Retype each line below precisely and omit all images.

.....

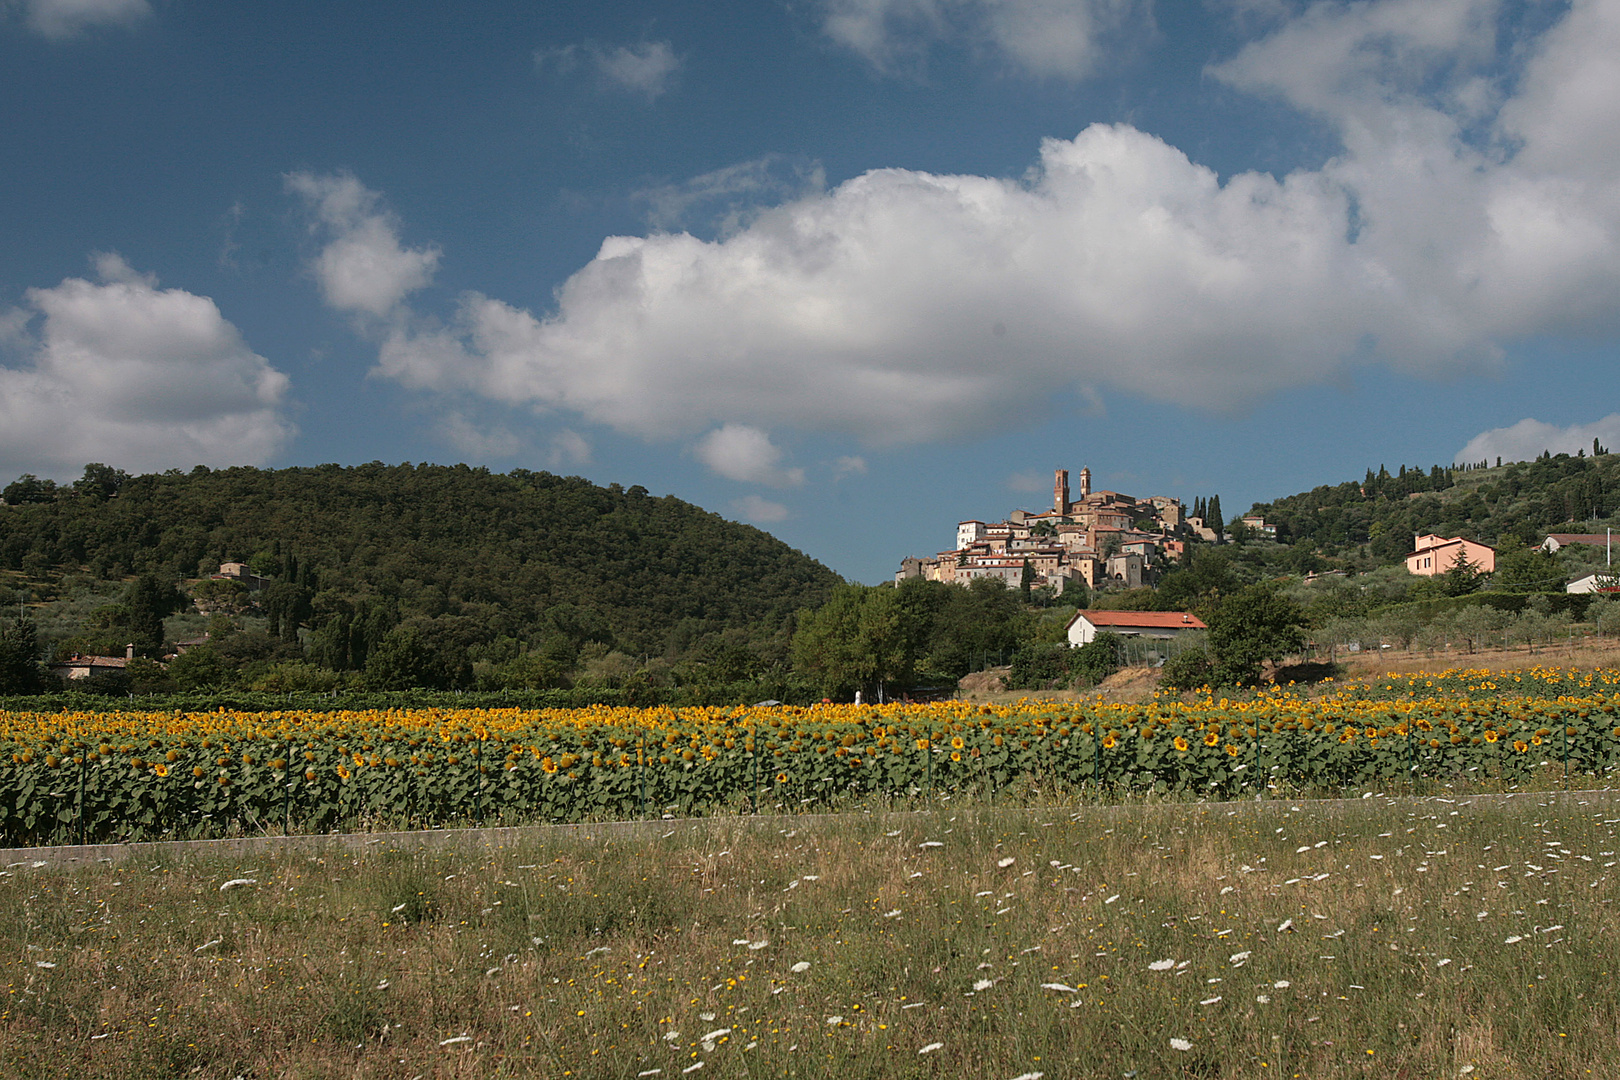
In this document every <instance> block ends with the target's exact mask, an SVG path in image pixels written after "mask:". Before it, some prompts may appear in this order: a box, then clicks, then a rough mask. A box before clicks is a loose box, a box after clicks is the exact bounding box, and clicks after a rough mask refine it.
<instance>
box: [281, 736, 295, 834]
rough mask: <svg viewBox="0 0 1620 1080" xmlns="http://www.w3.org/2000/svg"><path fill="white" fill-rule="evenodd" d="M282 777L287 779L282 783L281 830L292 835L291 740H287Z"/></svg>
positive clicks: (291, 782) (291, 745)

.....

_Solution to this exercise:_
In this document every <instance> block ends with the target's exact mask, an SVG path in image pixels written after "mask:". Before it, some prompts may appear in this order: a box, then clicks, then a rough mask. A box before clicks is a loose box, a box after clicks is the exact bounding box, and clicks after a rough mask refine it.
<instance>
box: [281, 736, 295, 834]
rough mask: <svg viewBox="0 0 1620 1080" xmlns="http://www.w3.org/2000/svg"><path fill="white" fill-rule="evenodd" d="M282 777L287 779L282 783L281 830L292 835L291 740H287Z"/></svg>
positive clicks: (291, 782) (291, 745)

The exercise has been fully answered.